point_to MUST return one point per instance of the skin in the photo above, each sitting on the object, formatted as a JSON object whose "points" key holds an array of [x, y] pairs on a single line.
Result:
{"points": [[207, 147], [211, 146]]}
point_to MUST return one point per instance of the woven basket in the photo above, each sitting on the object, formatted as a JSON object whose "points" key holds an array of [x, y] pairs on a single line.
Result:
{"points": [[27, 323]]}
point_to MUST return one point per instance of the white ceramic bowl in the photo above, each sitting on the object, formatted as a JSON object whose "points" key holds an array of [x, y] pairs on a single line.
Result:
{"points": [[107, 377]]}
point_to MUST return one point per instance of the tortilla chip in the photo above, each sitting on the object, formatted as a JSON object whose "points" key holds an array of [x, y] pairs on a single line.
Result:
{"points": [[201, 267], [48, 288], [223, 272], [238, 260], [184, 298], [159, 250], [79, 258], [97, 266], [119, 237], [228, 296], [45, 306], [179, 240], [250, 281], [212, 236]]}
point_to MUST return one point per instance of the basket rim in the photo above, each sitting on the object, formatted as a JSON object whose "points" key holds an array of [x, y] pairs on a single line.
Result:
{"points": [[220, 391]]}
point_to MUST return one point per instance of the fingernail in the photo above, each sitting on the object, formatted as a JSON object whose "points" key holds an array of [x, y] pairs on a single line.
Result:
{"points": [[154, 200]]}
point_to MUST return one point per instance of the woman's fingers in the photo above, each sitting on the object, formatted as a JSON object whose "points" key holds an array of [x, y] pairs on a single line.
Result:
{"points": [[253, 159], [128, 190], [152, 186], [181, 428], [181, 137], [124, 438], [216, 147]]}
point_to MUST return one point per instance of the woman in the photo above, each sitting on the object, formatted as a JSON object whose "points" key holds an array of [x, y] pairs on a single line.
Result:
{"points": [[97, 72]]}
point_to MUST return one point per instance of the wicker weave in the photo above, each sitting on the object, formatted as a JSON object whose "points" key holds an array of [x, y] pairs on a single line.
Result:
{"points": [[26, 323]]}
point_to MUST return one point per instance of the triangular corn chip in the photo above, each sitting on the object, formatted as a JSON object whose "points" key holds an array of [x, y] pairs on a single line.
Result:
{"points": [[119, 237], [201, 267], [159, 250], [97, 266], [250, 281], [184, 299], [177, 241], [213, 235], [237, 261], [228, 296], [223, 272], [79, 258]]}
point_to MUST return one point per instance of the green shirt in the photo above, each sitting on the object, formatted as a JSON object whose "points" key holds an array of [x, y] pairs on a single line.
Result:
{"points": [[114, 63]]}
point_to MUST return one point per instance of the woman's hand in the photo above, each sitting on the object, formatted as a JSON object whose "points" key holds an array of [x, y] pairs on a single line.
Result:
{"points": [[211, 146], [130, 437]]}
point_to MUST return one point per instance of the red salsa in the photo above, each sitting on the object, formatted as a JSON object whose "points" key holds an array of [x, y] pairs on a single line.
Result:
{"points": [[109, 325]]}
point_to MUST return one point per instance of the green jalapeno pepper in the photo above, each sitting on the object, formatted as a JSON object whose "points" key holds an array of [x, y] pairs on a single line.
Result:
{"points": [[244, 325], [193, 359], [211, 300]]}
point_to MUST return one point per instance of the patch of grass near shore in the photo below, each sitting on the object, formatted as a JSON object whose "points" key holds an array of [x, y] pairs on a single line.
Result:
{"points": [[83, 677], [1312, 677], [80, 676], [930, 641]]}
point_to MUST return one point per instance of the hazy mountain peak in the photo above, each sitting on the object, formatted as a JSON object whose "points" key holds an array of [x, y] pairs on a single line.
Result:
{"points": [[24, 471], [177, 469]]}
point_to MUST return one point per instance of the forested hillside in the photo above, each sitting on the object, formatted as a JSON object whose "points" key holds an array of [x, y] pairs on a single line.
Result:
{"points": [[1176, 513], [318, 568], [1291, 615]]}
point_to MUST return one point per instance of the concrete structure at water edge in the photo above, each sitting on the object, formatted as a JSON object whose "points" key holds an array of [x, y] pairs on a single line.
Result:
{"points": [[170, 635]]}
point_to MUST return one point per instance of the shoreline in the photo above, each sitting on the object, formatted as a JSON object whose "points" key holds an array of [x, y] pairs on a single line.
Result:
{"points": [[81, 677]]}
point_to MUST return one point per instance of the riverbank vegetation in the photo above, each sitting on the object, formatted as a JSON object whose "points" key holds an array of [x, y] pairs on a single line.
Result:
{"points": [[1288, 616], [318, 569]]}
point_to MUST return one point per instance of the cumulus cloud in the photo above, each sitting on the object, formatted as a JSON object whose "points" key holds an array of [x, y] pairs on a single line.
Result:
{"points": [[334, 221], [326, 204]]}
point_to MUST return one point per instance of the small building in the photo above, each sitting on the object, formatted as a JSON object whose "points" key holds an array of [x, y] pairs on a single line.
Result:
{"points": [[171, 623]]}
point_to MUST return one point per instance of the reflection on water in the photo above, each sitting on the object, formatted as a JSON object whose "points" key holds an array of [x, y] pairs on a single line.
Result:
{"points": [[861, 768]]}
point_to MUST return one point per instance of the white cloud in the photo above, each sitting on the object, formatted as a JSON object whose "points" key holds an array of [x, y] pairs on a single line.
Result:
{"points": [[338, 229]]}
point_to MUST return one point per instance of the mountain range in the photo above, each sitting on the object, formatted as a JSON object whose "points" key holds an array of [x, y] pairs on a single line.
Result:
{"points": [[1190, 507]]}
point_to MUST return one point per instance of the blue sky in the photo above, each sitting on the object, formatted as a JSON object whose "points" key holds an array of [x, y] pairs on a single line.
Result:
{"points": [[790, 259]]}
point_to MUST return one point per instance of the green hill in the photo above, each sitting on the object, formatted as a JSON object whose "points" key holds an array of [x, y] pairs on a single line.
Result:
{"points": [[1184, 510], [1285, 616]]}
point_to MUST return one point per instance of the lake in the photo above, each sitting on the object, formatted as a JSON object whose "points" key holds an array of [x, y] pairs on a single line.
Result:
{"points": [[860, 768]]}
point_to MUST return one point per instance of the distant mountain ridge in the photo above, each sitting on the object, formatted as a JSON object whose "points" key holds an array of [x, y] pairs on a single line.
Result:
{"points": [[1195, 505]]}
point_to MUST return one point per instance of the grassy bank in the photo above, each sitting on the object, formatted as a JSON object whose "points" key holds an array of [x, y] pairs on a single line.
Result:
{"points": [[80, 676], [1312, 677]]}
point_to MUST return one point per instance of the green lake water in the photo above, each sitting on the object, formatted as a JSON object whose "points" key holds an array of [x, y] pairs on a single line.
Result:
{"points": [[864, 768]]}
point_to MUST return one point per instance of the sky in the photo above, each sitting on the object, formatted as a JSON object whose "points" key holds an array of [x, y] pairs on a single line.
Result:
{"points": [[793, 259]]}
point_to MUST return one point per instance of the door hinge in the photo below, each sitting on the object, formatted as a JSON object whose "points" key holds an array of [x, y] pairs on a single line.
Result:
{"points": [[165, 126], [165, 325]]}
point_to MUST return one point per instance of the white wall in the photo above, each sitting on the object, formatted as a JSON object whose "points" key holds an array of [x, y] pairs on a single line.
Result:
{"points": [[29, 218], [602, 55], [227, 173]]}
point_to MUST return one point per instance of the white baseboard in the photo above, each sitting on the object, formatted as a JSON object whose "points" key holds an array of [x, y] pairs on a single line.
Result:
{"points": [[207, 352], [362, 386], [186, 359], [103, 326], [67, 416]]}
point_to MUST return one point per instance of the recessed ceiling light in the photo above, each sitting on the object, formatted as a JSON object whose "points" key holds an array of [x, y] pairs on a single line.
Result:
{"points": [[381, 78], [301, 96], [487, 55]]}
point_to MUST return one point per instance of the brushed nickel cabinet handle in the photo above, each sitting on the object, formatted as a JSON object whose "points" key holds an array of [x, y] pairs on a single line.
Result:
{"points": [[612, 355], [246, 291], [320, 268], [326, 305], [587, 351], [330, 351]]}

....

Task brief: Set down, exactly and in full, the lines from the one containing "point_to MUST return one point per instance of the recessed" through the end of the entries; no other line belongs.

Solution to this task:
point_to MUST return one point per instance of the recessed ceiling light in the photo above, each sitting on the object, formatted as a JSON object whose "points" key holds an array of [x, y] pairs on a single line.
Result:
{"points": [[381, 78], [301, 96], [487, 55]]}
point_to MUST return one point per instance of the brushed nickel cabinet handle in the photo above, each sitting on the object, formatted as a JSON object whose "points" key holds an array of [x, y] pairs on a single line.
Result:
{"points": [[612, 355], [246, 291], [320, 268], [326, 305], [587, 351], [330, 351]]}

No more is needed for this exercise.